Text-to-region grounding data
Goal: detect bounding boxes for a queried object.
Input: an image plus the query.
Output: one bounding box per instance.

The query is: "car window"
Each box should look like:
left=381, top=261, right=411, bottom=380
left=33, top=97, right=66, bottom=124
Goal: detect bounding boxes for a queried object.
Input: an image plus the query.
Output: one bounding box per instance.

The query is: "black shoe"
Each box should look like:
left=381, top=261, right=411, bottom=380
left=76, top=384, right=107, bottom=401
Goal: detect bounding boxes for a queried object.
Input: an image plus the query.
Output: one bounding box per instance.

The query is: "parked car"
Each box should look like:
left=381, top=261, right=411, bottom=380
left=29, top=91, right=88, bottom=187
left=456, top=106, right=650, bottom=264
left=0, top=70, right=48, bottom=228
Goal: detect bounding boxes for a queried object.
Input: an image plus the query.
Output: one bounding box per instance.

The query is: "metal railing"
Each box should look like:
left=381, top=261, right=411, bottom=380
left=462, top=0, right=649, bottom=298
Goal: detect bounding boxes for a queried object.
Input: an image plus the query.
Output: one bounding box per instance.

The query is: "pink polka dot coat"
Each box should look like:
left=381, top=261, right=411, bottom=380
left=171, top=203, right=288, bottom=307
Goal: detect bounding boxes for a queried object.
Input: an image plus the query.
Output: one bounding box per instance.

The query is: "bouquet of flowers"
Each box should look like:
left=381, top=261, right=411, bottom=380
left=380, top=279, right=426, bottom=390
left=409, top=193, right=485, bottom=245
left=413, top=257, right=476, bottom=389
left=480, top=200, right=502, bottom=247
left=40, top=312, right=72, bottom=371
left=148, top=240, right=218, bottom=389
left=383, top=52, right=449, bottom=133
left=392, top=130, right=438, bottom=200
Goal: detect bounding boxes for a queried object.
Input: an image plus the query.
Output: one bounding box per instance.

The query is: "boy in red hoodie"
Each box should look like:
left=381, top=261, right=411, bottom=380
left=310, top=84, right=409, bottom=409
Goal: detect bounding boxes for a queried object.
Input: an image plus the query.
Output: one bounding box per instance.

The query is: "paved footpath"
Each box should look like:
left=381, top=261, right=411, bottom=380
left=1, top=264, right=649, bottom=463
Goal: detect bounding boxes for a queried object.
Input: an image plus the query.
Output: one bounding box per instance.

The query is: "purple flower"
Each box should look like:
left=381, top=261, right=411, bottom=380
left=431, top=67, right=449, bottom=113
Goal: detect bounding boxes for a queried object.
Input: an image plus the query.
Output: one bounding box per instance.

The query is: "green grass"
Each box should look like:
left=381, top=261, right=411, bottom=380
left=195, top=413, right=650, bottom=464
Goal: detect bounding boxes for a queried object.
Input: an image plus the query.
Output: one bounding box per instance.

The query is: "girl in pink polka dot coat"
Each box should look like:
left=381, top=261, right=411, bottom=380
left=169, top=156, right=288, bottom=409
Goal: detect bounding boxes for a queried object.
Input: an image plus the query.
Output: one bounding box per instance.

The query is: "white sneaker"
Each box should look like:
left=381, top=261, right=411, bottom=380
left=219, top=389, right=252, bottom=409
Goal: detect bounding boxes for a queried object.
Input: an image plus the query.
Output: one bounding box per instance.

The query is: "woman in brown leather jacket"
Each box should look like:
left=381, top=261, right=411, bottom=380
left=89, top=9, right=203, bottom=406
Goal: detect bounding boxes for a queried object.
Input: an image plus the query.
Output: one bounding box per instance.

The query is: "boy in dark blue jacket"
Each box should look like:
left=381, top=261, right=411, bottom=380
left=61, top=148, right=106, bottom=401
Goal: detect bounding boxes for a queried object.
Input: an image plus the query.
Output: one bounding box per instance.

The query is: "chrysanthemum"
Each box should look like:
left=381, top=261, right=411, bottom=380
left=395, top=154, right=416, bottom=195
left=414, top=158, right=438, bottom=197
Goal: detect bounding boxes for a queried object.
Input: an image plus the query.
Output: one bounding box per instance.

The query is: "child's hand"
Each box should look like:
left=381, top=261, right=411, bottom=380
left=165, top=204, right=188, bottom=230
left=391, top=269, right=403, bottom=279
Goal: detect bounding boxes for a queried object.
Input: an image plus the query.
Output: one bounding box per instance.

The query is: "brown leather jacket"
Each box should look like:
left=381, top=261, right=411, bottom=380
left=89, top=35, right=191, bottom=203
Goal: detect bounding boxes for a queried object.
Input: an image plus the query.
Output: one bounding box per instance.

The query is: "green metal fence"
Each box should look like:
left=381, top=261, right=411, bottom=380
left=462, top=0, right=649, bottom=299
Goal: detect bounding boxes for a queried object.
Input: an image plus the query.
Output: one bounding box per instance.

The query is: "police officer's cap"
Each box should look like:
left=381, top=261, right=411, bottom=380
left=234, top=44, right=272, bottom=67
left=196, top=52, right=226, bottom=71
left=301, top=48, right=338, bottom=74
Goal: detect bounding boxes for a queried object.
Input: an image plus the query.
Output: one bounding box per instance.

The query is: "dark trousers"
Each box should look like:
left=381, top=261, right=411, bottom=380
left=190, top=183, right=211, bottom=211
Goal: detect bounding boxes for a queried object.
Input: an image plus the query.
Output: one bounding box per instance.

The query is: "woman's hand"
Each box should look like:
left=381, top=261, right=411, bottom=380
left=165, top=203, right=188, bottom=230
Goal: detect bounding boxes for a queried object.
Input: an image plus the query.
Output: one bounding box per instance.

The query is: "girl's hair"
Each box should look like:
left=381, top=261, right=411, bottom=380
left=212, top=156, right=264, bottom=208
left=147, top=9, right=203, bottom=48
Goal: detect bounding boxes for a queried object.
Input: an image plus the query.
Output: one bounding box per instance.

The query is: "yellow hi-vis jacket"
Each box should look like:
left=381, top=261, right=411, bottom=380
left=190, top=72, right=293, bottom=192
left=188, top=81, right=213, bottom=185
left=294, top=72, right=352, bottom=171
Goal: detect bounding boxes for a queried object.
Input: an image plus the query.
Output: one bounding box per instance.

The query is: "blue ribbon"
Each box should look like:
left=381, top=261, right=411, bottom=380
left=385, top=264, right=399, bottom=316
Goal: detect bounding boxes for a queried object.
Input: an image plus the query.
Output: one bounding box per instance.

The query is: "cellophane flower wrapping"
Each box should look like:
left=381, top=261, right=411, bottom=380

● Problem to work on:
What are the lines of the data above that include the string "girl"? Copy them.

● Task response:
The query is: "girl in pink polka dot coat"
The query is: "girl's hair"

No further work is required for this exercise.